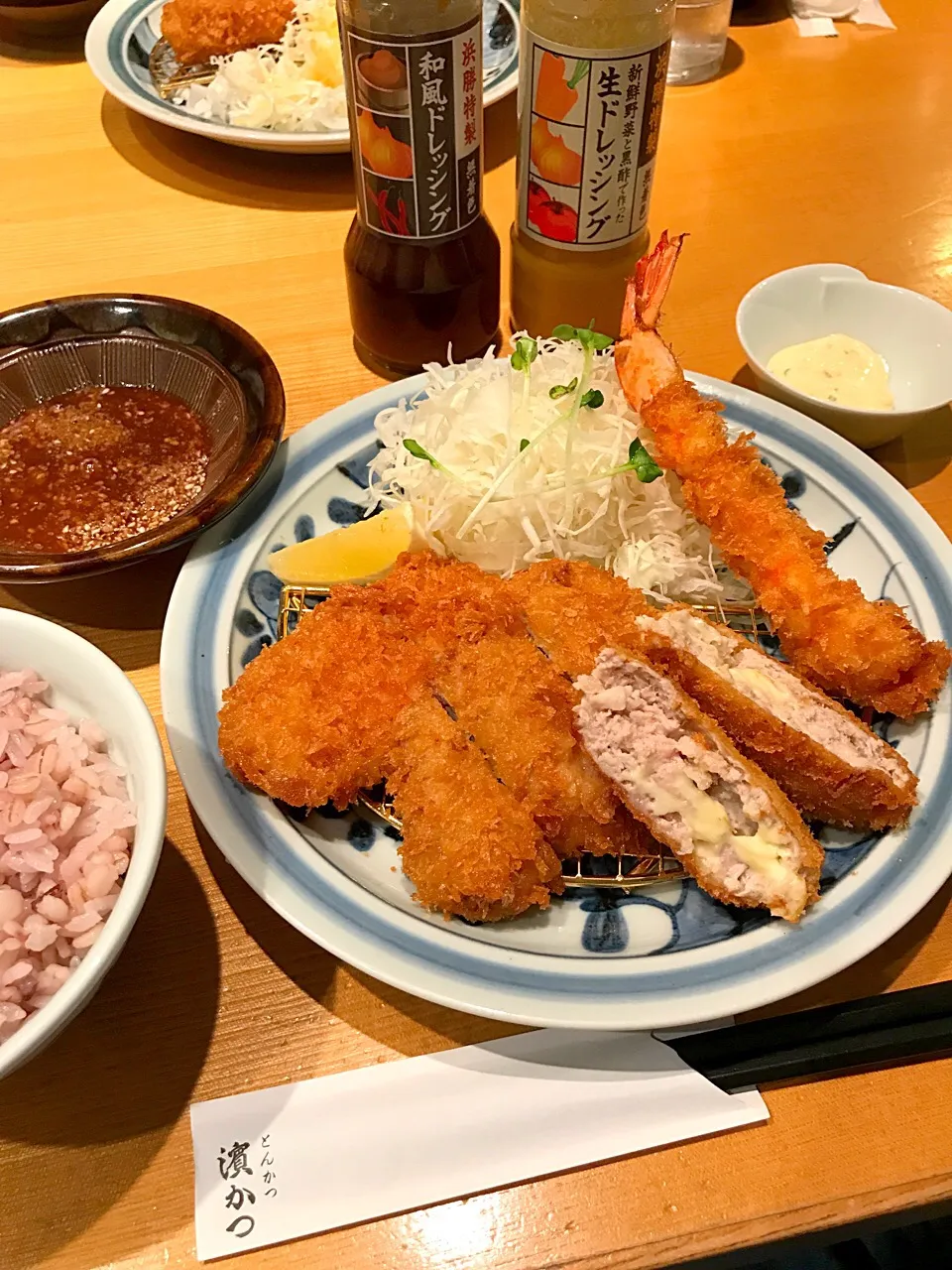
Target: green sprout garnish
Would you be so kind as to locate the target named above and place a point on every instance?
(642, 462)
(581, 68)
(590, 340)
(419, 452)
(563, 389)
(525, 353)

######

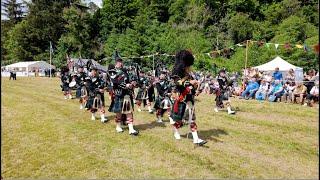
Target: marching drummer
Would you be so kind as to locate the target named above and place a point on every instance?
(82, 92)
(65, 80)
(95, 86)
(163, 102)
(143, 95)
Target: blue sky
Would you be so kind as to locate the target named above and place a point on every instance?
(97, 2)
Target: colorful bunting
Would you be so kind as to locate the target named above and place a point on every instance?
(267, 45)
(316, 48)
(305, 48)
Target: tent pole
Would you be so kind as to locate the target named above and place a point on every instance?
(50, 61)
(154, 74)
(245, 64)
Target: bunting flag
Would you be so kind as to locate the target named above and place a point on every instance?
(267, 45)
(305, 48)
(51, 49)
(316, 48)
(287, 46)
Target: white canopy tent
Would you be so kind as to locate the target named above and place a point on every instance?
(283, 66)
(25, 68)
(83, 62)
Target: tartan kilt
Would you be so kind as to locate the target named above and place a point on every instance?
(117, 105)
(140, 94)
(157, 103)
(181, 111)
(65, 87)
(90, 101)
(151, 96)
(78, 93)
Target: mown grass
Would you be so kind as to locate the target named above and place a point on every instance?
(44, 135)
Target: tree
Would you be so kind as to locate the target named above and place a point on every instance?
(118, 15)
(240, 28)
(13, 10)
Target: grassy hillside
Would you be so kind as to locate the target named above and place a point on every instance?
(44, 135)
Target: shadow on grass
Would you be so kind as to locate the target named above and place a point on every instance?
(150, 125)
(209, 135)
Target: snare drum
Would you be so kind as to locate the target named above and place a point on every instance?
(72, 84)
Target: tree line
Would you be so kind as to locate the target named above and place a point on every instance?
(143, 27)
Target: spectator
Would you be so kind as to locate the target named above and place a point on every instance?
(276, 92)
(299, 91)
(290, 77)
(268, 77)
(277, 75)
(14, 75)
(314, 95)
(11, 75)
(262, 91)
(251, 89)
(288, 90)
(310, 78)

######

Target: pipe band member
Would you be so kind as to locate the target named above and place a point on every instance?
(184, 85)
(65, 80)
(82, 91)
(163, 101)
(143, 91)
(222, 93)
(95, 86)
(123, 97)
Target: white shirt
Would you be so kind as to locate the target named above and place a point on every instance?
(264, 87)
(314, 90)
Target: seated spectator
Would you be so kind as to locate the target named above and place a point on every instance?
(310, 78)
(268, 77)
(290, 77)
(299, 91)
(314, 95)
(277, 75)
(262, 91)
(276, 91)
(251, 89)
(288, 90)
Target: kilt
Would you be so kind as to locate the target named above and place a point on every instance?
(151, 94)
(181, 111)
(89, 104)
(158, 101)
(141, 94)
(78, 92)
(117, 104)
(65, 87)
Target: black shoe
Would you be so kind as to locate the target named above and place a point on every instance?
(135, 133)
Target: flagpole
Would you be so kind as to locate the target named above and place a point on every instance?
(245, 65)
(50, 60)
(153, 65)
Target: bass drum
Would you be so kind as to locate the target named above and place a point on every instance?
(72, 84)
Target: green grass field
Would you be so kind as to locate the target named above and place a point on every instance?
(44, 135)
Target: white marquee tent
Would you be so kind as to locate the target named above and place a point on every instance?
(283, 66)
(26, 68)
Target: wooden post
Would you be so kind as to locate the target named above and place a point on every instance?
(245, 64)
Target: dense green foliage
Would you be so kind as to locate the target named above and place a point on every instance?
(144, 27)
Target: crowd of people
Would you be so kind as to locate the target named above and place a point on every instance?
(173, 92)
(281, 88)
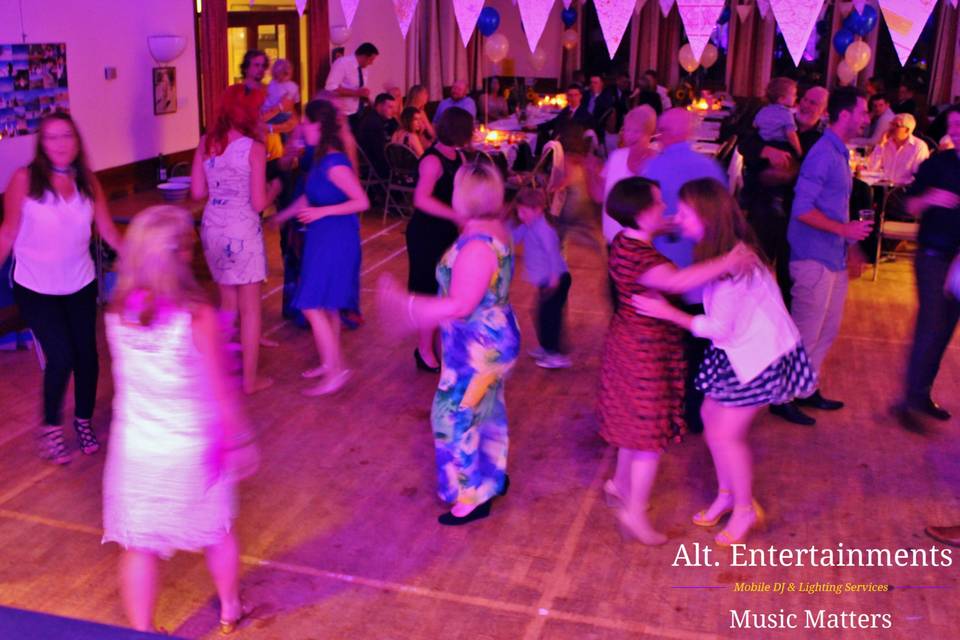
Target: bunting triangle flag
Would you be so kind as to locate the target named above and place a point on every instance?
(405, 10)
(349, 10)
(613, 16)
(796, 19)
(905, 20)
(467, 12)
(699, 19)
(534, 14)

######

▶ [WHAT THE TASK ASKS]
Pick out each line in the records above that contains the string "spectator". Matching is case-sensitive.

▶ [TASK RESPONSE]
Target: spectator
Target: seated spectator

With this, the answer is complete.